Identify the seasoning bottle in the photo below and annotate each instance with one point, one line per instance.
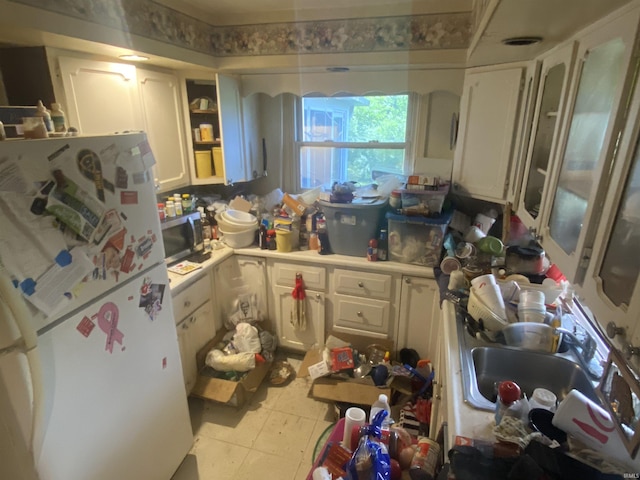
(58, 118)
(323, 237)
(170, 208)
(508, 394)
(372, 250)
(395, 200)
(206, 226)
(177, 201)
(383, 245)
(186, 203)
(46, 117)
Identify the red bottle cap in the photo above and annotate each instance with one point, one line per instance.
(509, 392)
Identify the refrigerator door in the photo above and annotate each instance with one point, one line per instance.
(115, 406)
(100, 190)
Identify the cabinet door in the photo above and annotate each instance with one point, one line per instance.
(237, 277)
(230, 111)
(289, 336)
(418, 328)
(160, 98)
(187, 355)
(598, 93)
(102, 97)
(488, 114)
(554, 79)
(611, 287)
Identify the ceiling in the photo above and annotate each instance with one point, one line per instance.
(553, 20)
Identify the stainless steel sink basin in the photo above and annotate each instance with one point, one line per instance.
(486, 364)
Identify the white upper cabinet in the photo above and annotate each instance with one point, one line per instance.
(107, 97)
(160, 99)
(598, 95)
(102, 97)
(548, 114)
(611, 287)
(486, 137)
(215, 101)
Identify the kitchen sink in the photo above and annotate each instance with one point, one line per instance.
(485, 364)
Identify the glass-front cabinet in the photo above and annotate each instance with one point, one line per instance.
(552, 91)
(611, 286)
(599, 90)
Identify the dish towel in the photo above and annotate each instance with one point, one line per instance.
(298, 315)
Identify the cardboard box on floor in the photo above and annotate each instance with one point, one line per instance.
(226, 391)
(336, 388)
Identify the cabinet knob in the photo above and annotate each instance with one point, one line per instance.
(629, 351)
(613, 330)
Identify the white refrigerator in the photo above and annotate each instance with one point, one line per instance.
(91, 383)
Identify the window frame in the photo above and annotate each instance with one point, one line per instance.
(413, 109)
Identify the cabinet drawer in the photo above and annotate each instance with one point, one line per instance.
(363, 284)
(191, 297)
(364, 316)
(284, 274)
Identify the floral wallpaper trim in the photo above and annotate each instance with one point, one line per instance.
(152, 20)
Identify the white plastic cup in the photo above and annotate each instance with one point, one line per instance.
(483, 222)
(487, 290)
(354, 417)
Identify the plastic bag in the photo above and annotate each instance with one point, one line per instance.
(371, 460)
(240, 362)
(247, 339)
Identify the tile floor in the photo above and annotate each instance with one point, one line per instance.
(272, 437)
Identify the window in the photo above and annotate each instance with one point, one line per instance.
(350, 138)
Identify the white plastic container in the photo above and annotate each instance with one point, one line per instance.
(543, 398)
(381, 404)
(58, 118)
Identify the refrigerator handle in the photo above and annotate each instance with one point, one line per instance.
(192, 234)
(19, 312)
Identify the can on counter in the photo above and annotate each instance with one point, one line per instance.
(425, 460)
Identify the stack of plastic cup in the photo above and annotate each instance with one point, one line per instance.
(531, 306)
(487, 290)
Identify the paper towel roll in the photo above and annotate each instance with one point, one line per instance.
(354, 417)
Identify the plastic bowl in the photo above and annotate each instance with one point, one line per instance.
(478, 310)
(233, 227)
(529, 336)
(237, 217)
(239, 239)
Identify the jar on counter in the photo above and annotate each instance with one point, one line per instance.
(170, 208)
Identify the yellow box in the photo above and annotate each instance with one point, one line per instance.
(218, 164)
(203, 164)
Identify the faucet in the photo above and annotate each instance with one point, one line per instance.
(587, 346)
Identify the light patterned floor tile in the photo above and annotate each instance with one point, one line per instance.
(215, 459)
(239, 427)
(264, 466)
(285, 435)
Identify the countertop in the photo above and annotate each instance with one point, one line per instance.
(179, 282)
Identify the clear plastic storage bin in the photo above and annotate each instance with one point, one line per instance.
(417, 240)
(432, 200)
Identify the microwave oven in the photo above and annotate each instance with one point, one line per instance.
(182, 236)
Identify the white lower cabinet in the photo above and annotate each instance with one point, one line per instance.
(194, 332)
(364, 303)
(283, 306)
(419, 321)
(291, 336)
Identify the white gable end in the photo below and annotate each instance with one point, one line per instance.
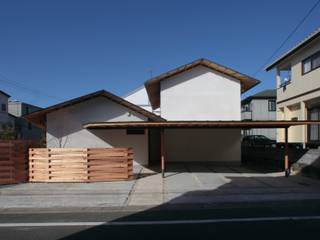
☆ ☆ ☆ ☆ ☆
# [Set task]
Please pick out every line in the records above that contains the string "floor", matching case exactly, and copy each such line in full.

# [Exercise response]
Identify the cardboard box on floor in the photo above and annotate each instance with one point, one line per instance.
Identify the tile floor in the photo above and annotate each instance with one point, one line per instance.
Identify the light patterned floor tile in the photo above and annotate each instance with one point, one line per instance.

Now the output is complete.